━━ TEXT TO READ

The operation of the WT units is represented by limiting the injected active/reactive power according to the capability curves and power factor restrictions (Rueda-medina et al. 2013). Thus, WT units are modeled using the capacity curve of a double-fed induction generator. To establish the generation limits, the points \(\left({P}_{k,1}^{\mathrm{wt}},{Q}_{k,1}^{\mathrm{wt}}\right),\kern0.em \left({P}_{k,2}^{\mathrm{wt}},{Q}_{k,2}^{\mathrm{wt}}\right),\kern0.em \left({P}_{k,3}^{\mathrm{wt}},{Q}_{k,3}^{\mathrm{wt}}\right)\), and \(\left({P}_{k,4}^{\mathrm{wt}},{Q}_{k,4}^{\mathrm{wt}}\right)\) were defined. Capacity curve is linearized using constraints presented in (24)–(28). The details of this formulation can be found in (Rueda-medina et al. 2013). The operational limits of active and reactive power by RES are shown in (29) and (30) for WT units, and (31) and (32) for PV units.

$${P}_{k,\omega, p}^{\mathrm{wt}}\le \frac{P_{k,2}^{\mathrm{wt}}-{P}_{k,1}^{\mathrm{wt}}}{Q_{k,2}^{\mathrm{wt}}-{Q}_{k,1}^{\mathrm{wt}}}\left({Q}_{k,\omega, p}^{\mathrm{wt}}-{Q}_{k,2}^{\mathrm{wt}}\right)+{P}_{k,2}^{\mathrm{wt}}\kern2.5em \forall k,\omega, p$$
(24)

━━━━
━━ SUPPLIED DATA

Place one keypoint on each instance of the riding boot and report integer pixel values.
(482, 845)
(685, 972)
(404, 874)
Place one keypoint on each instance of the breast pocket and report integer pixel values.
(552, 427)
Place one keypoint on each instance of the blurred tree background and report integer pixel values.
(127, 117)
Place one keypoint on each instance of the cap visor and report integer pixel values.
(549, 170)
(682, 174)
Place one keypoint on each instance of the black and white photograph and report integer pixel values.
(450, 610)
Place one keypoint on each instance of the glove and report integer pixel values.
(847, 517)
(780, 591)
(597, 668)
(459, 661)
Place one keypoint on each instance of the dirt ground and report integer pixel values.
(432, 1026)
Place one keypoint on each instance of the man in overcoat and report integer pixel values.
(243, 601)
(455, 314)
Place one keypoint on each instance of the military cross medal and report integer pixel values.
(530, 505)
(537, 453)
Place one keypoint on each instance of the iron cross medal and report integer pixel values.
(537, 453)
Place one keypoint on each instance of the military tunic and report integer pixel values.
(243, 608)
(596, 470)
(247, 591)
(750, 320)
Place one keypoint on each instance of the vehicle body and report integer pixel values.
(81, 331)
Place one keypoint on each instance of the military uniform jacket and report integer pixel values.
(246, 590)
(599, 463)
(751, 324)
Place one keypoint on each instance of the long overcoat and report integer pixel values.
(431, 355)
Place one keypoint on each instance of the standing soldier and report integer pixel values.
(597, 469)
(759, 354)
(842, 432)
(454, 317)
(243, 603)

━━━━

§ **SET OF TASKS**
- 1) In the passage on wind turbine power limits, the capacity curve of what kind of generator is used to model the WT units?
- 2) Extend the passage on wind turbine power limits beyond its last line.
These records were drawn from a separate source.

§ **OUTPUTS BY TASK**
- 1) A double-fed induction generator.

- 2)
$${P}_{k,\omega, p}^{\mathrm{wt}}\le \frac{P_{k,2}^{\mathrm{wt}}-{P}_{k,1}^{\mathrm{wt}}}{Q_{k,2}^{\mathrm{wt}}-{Q}_{k,1}^{\mathrm{wt}}}\left({Q}_{k,\omega, p}^{\mathrm{wt}}-{Q}_{k,2}^{\mathrm{wt}}\right)+{P}_{k,2}^{\mathrm{wt}}\kern2.5em \forall k,\omega, p$$
(25)
$${P}_{k,\omega, p}^{\mathrm{wt}}\le \frac{P_{k,3}^{\mathrm{wt}}-{P}_{k,2}^{\mathrm{wt}}}{Q_{k,3}^{\mathrm{wt}}-{Q}_{k,2}^{\mathrm{wt}}}\left({Q}_{k,\omega, p}^{\mathrm{wt}}-{Q}_{k,3}^{\mathrm{wt}}\right)+{P}_{k,3}^{\mathrm{wt}}\kern2.5em \forall k,\omega, p$$
(26)
$${P}_{k,\omega, p}^{\mathrm{wt}}\le \frac{P_{k,4}^{\mathrm{wt}}-{P}_{k,3}^{\mathrm{wt}}}{Q_{k,4}^{\mathrm{wt}}-{Q}_{k,3}^{\mathrm{wt}}}\left({Q}_{k,\omega, p}^{\mathrm{wt}}-{Q}_{k,4}^{\mathrm{wt}}\right)+{P}_{k,4}^{\mathrm{wt}}\kern2.5em \forall k,\omega, p$$
(27)
$${P}_{k,\omega, p}^{\mathrm{wt}}\le \frac{P_{k,4}^{\mathrm{wt}}}{Q_{k,4}^{\mathrm{wt}}-{\overline{Q}}_k^{\mathrm{wt}}}\left({Q}_{k,\omega, p}^{\mathrm{wt}}-{\overline{Q}}_{k,p}^{\mathrm{wt}}\right)\kern2.65em \forall k,\omega, p$$
(28)
$$0\le {P}_{k,\omega, p}^{\mathrm{wt}}\le {f}_{\omega}^{\mathrm{wt}}{\overline{P}}_k^{\mathrm{wt}}\sum \limits_{t=1}^P{x}_{k,p}^{\mathrm{wt}}\kern5.6em \forall k,\omega, p$$
(29)
$$\left|{Q}_{k,\omega, p}^{\mathrm{wt}}\right|\le {P}_{k,\omega, p}^{\mathrm{wt}}\tan \left({\mathit{\cos}}^{-1}\left({\varphi}^{wt}\right)\right)\kern4.2em \forall k,\omega, p$$
(30)
$$0\le {P}_{u,\omega, p}^{\mathrm{pv}}\le {f}_{\omega}^{\mathrm{pv}}{\overline{P}}_u^{\mathrm{pv}}\sum \limits_{t=1}^P{\beta}_{u,p}^{\mathrm{pv}}\kern5.9em \forall u,\omega, p$$
(31)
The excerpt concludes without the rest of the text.